((
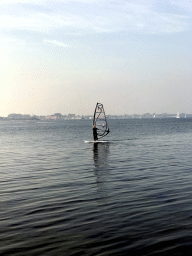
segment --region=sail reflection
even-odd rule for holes
[[[108,165],[109,142],[93,143],[93,160],[95,167]]]

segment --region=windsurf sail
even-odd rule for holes
[[[97,138],[100,139],[109,133],[105,110],[103,104],[97,103],[93,116],[93,126],[97,128]]]

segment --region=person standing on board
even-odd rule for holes
[[[97,141],[98,140],[98,137],[97,137],[97,128],[95,125],[93,125],[93,139],[94,141]]]

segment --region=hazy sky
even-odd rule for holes
[[[191,0],[1,0],[0,116],[192,113]]]

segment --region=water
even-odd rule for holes
[[[0,255],[191,255],[192,120],[0,122]]]

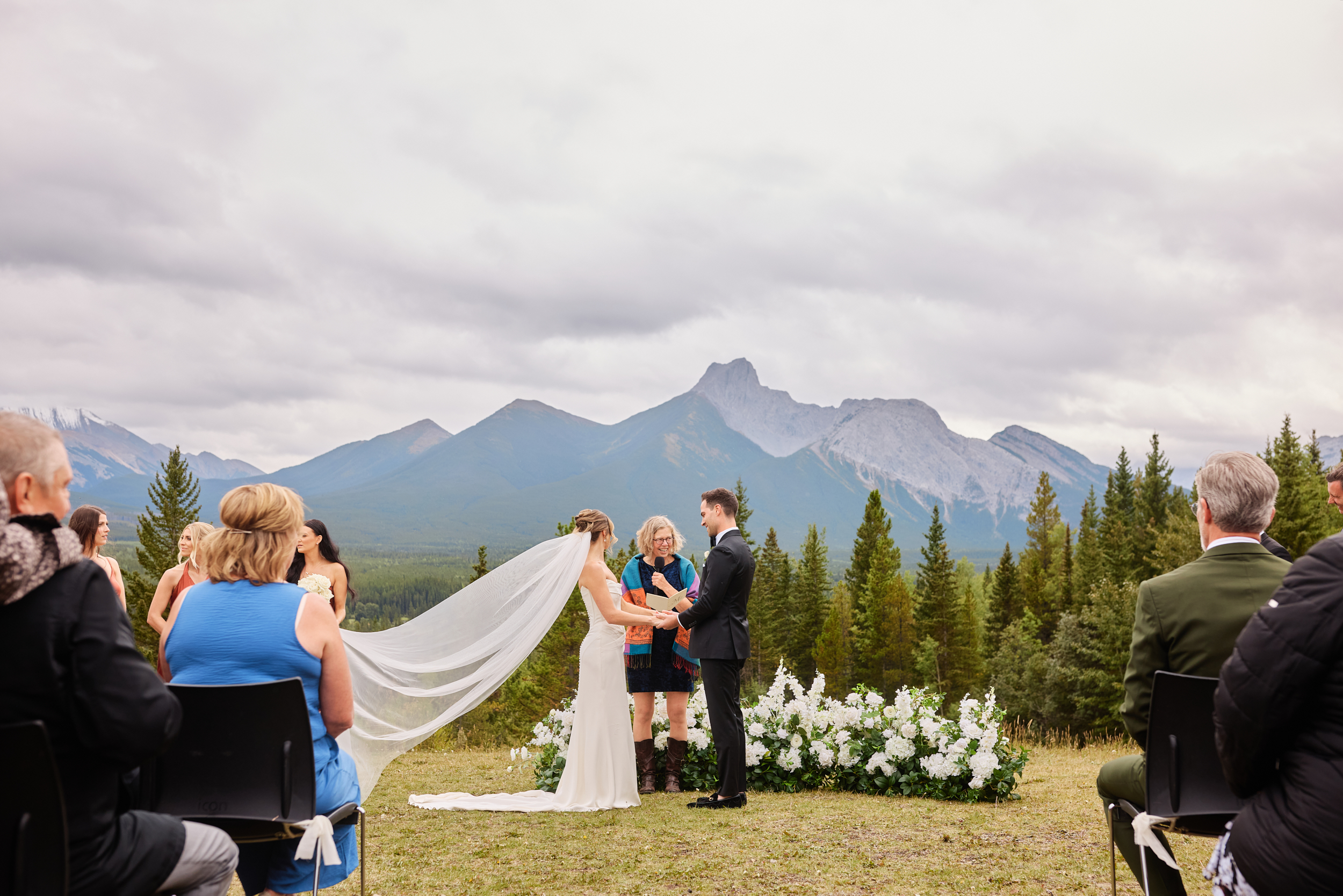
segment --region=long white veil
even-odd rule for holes
[[[543,541],[410,622],[342,631],[355,682],[355,756],[364,798],[392,759],[474,709],[536,649],[583,571],[591,533]]]

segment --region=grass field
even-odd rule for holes
[[[506,750],[406,754],[368,809],[369,896],[450,893],[1108,893],[1096,770],[1112,744],[1039,747],[1021,801],[943,803],[829,791],[751,794],[692,811],[662,793],[583,814],[430,811],[411,793],[518,791]],[[1206,892],[1210,840],[1176,837],[1190,892]],[[1120,892],[1140,889],[1120,858]],[[357,873],[326,893],[357,893]],[[235,883],[231,896],[240,896]]]

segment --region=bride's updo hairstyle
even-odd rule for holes
[[[283,485],[239,485],[219,502],[219,523],[196,548],[211,582],[283,582],[304,525],[304,500]]]
[[[579,514],[573,517],[573,531],[591,532],[594,541],[607,533],[612,537],[615,536],[614,527],[611,525],[611,517],[600,510],[580,510]]]

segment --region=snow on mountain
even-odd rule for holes
[[[898,482],[920,502],[964,501],[1002,513],[1025,508],[1046,470],[1056,485],[1085,490],[1105,467],[1039,433],[1010,426],[991,439],[952,433],[917,399],[846,399],[839,407],[794,402],[760,384],[744,357],[710,364],[696,384],[723,419],[775,457],[802,449],[847,463],[872,486]]]
[[[60,431],[74,469],[75,489],[90,482],[110,480],[125,473],[153,474],[161,461],[172,453],[167,445],[150,445],[130,430],[106,420],[82,407],[15,407],[4,408],[27,414]],[[192,472],[203,480],[236,480],[261,476],[261,470],[246,461],[224,459],[201,451],[183,454]]]

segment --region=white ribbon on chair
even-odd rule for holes
[[[332,827],[326,815],[313,815],[309,821],[294,822],[294,826],[304,829],[304,838],[298,841],[294,850],[295,858],[312,858],[313,853],[321,849],[324,865],[340,865],[340,850],[336,849],[336,829]]]
[[[1162,846],[1160,838],[1152,833],[1152,825],[1164,825],[1168,821],[1175,821],[1174,818],[1162,818],[1160,815],[1148,815],[1146,811],[1138,813],[1138,818],[1133,819],[1133,842],[1139,846],[1147,846],[1156,857],[1163,862],[1179,870],[1179,865],[1171,858],[1171,854],[1166,852]]]

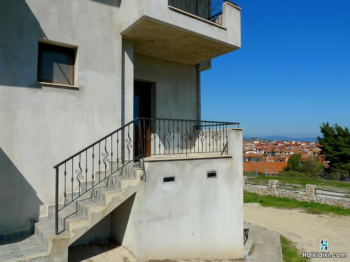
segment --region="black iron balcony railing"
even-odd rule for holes
[[[139,117],[57,164],[56,234],[59,210],[129,163],[159,155],[227,155],[227,127],[239,124]]]
[[[222,25],[222,5],[228,0],[168,0],[169,6]]]

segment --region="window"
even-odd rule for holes
[[[37,81],[74,85],[74,48],[39,42]]]

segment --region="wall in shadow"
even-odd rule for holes
[[[46,38],[39,22],[24,0],[1,1],[0,17],[0,85],[36,84],[38,39]]]
[[[121,1],[85,1],[117,7]],[[0,17],[0,86],[41,88],[36,83],[38,41],[47,37],[39,22],[24,0],[1,0]]]
[[[112,237],[121,245],[123,245],[136,194],[132,195],[112,212]]]
[[[37,221],[40,205],[43,203],[1,147],[0,177],[0,235],[12,232],[8,236],[13,237],[32,234],[33,222]]]

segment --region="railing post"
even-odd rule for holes
[[[56,192],[55,202],[55,233],[58,234],[58,167],[55,168],[56,171]]]

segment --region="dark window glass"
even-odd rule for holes
[[[74,49],[39,43],[38,50],[38,82],[74,85]]]

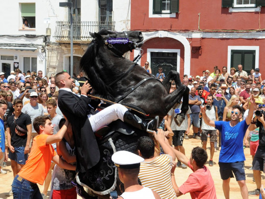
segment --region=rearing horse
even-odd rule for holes
[[[94,38],[80,62],[93,88],[93,94],[143,110],[150,118],[161,120],[183,96],[181,113],[174,118],[178,125],[188,110],[189,89],[182,85],[179,74],[170,71],[163,83],[122,56],[143,44],[140,31],[114,33],[106,30],[90,33]],[[177,89],[169,93],[170,80]]]

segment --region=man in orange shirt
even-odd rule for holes
[[[75,166],[61,159],[51,146],[61,141],[66,132],[68,121],[57,134],[53,135],[54,126],[48,116],[37,117],[33,122],[38,135],[33,140],[32,148],[25,165],[15,177],[12,185],[14,198],[42,199],[38,183],[43,184],[49,171],[51,160],[61,168],[75,170]]]

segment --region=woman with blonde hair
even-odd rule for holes
[[[39,99],[40,98],[40,104],[41,104],[43,107],[43,113],[44,115],[48,115],[48,111],[47,111],[47,105],[46,102],[49,100],[49,97],[46,92],[42,92],[40,94]]]
[[[230,76],[233,77],[234,74],[235,74],[235,71],[236,70],[235,70],[235,68],[234,68],[233,67],[231,67],[230,69]]]
[[[238,95],[233,95],[231,97],[229,102],[226,105],[226,106],[224,109],[223,121],[231,120],[231,111],[232,111],[232,107],[234,105],[238,105],[239,102],[239,96]]]
[[[145,64],[144,64],[144,68],[145,69],[145,70],[146,70],[147,71],[147,72],[148,72],[149,74],[151,74],[152,73],[152,70],[151,70],[151,68],[150,67],[150,64],[149,64],[149,62],[148,61],[146,61]]]

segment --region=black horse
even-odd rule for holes
[[[183,96],[181,113],[175,118],[181,124],[189,108],[189,89],[181,84],[178,72],[170,71],[162,83],[142,67],[122,57],[142,45],[140,31],[102,30],[90,35],[94,39],[81,59],[80,67],[87,73],[94,94],[138,107],[150,118],[158,115],[161,120]],[[169,93],[173,80],[177,89]]]
[[[162,83],[143,67],[122,57],[125,53],[141,47],[142,33],[102,30],[90,34],[94,39],[82,57],[80,66],[89,79],[93,95],[145,113],[135,113],[140,117],[151,118],[158,115],[161,120],[180,103],[183,96],[181,113],[174,118],[180,125],[189,108],[189,89],[181,85],[179,73],[170,71]],[[177,89],[169,93],[171,80],[175,81]],[[117,170],[111,161],[112,154],[120,150],[134,152],[138,138],[146,133],[131,127],[122,127],[125,125],[119,121],[113,123],[110,125],[110,132],[98,140],[99,162],[87,173],[77,177],[79,184],[97,195],[109,193],[119,184]]]

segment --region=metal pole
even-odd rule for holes
[[[71,14],[70,16],[70,26],[71,26],[71,29],[70,30],[70,39],[71,40],[70,47],[71,52],[71,57],[70,57],[70,75],[71,77],[73,76],[73,5],[71,7]]]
))
## Task objective
The data should be printed again unchanged; leave its pictures out.

## Result for this exercise
segment --region=sail reflection
even-odd rule for holes
[[[108,165],[109,142],[93,143],[93,160],[95,167]]]

segment --region=windsurf sail
even-odd rule for holes
[[[97,138],[100,139],[109,133],[105,110],[103,104],[97,103],[93,116],[93,126],[97,128]]]

segment --region=person standing on board
even-odd rule for holes
[[[97,141],[98,140],[98,137],[97,137],[97,128],[95,125],[93,125],[93,139],[94,141]]]

segment --region=hazy sky
even-odd rule for holes
[[[191,0],[1,0],[0,116],[192,113]]]

segment --region=water
even-odd rule for holes
[[[0,255],[191,255],[192,120],[0,122]]]

segment --region=long white veil
even-odd rule for holes
[[[543,541],[410,622],[342,631],[355,682],[355,756],[364,798],[392,759],[474,709],[536,649],[583,571],[591,533]]]

segment --region=grass field
even-odd rule for holes
[[[506,750],[406,754],[368,809],[369,896],[450,893],[1108,893],[1096,770],[1112,744],[1039,747],[1021,801],[943,803],[829,791],[751,794],[692,811],[662,793],[583,814],[430,811],[411,793],[518,791]],[[1206,892],[1210,840],[1176,837],[1190,892]],[[1120,892],[1140,889],[1120,858]],[[357,873],[326,893],[357,893]],[[235,883],[231,896],[240,896]]]

segment --region=bride's updo hairstyle
even-odd rule for holes
[[[283,485],[239,485],[219,502],[219,523],[196,548],[211,582],[283,582],[304,525],[304,500]]]
[[[579,514],[573,517],[573,531],[591,532],[594,541],[607,533],[612,537],[615,536],[614,527],[611,525],[611,517],[600,510],[580,510]]]

segment --region=snow on mountain
even-odd rule for holes
[[[898,482],[920,502],[964,501],[1002,513],[1025,508],[1046,470],[1056,485],[1085,490],[1105,467],[1039,433],[1010,426],[991,439],[952,433],[917,399],[846,399],[839,407],[794,402],[760,384],[744,357],[710,364],[696,384],[723,419],[775,457],[802,449],[847,463],[872,486]]]
[[[60,431],[74,469],[75,489],[90,482],[110,480],[125,473],[153,474],[161,461],[172,453],[167,445],[150,445],[130,430],[106,420],[82,407],[15,407],[4,408],[27,414]],[[192,472],[203,480],[236,480],[261,476],[261,470],[246,461],[224,459],[201,451],[183,454]]]

segment --region=white ribbon on chair
even-odd rule for holes
[[[332,827],[326,815],[313,815],[309,821],[294,822],[294,826],[304,829],[304,838],[298,841],[294,850],[295,858],[312,858],[313,853],[321,849],[324,865],[340,865],[340,850],[336,849],[336,829]]]
[[[1162,846],[1160,838],[1152,833],[1152,825],[1164,825],[1168,821],[1175,821],[1174,818],[1162,818],[1160,815],[1148,815],[1146,811],[1138,813],[1138,818],[1133,819],[1133,842],[1139,846],[1147,846],[1156,857],[1163,862],[1179,870],[1179,865],[1171,858],[1171,854],[1166,852]]]

segment --region="black iron balcony railing"
even-odd rule for holes
[[[139,117],[57,164],[56,234],[59,210],[129,163],[159,155],[227,155],[227,127],[239,124]]]
[[[222,25],[222,5],[228,0],[168,0],[169,6]]]

segment --region="window"
even-odd rule for holes
[[[37,81],[74,85],[74,48],[39,42]]]

segment --region="wall in shadow"
even-odd rule for holes
[[[46,38],[39,22],[24,0],[1,1],[0,17],[0,85],[36,84],[38,39]]]
[[[121,1],[85,1],[117,7]],[[0,17],[0,86],[41,88],[36,83],[38,41],[47,37],[39,22],[24,0],[1,0]]]
[[[112,237],[121,245],[123,245],[136,194],[132,195],[112,212]]]
[[[37,221],[40,205],[43,203],[1,147],[0,177],[0,235],[12,232],[8,236],[13,237],[32,234],[33,222]]]

segment --region="railing post"
even-odd rule for holes
[[[56,192],[55,202],[55,233],[58,234],[58,167],[55,168],[56,171]]]

segment --region="dark window glass"
even-odd rule for holes
[[[74,49],[39,43],[38,50],[38,82],[74,85]]]

segment --region=rearing horse
even-odd rule for holes
[[[94,38],[80,62],[93,88],[93,94],[143,110],[150,118],[161,120],[183,96],[181,113],[174,118],[178,125],[188,110],[189,89],[182,85],[179,74],[170,71],[163,83],[122,56],[143,44],[140,31],[114,33],[106,30],[90,33]],[[177,89],[169,93],[170,80]]]

segment --region=man in orange shirt
even-odd rule for holes
[[[75,166],[61,159],[51,146],[61,141],[66,132],[68,121],[57,134],[53,135],[54,126],[48,116],[37,117],[33,122],[38,135],[33,140],[32,148],[25,165],[15,177],[12,185],[14,198],[42,199],[38,183],[43,184],[49,171],[51,160],[61,168],[75,170]]]

segment --region=woman with blonde hair
even-odd rule for holes
[[[39,99],[40,98],[40,104],[41,104],[43,107],[43,113],[44,115],[48,115],[48,111],[47,111],[47,105],[46,102],[49,100],[49,97],[46,92],[42,92],[40,94]]]
[[[230,76],[233,77],[234,74],[235,74],[235,71],[236,70],[235,70],[235,68],[234,68],[233,67],[231,67],[230,69]]]
[[[238,95],[233,95],[231,97],[229,102],[226,105],[226,106],[224,109],[223,121],[231,120],[231,111],[232,111],[232,107],[234,105],[238,105],[239,102],[239,96]]]
[[[145,64],[144,64],[144,68],[145,69],[145,70],[146,70],[147,71],[147,72],[148,72],[149,74],[151,74],[152,73],[152,70],[151,70],[151,68],[150,67],[150,64],[149,64],[149,62],[148,61],[146,61]]]

segment --region=black horse
even-odd rule for holes
[[[183,96],[181,113],[175,118],[181,124],[189,108],[189,89],[181,84],[178,72],[170,71],[162,83],[142,67],[122,57],[142,45],[140,31],[102,30],[90,35],[94,39],[81,59],[80,67],[87,73],[94,94],[138,107],[150,118],[158,115],[161,120]],[[169,93],[173,80],[177,89]]]
[[[162,83],[143,67],[122,57],[125,53],[141,47],[142,33],[102,30],[90,34],[94,39],[82,57],[80,66],[89,79],[93,95],[145,113],[135,113],[140,117],[151,118],[158,115],[161,120],[180,103],[183,96],[181,113],[174,118],[180,125],[189,108],[189,89],[181,85],[179,73],[170,71]],[[177,89],[169,93],[171,80],[175,81]],[[117,170],[111,161],[112,154],[120,150],[134,152],[138,138],[146,133],[131,127],[122,127],[125,125],[119,121],[113,123],[110,125],[110,132],[98,140],[99,162],[87,173],[77,177],[79,184],[97,195],[109,193],[119,184]]]

segment --region=metal pole
even-odd rule for holes
[[[71,14],[70,16],[70,26],[71,26],[71,29],[70,30],[70,39],[71,40],[70,47],[71,52],[71,57],[70,57],[70,75],[71,77],[73,76],[73,5],[71,7]]]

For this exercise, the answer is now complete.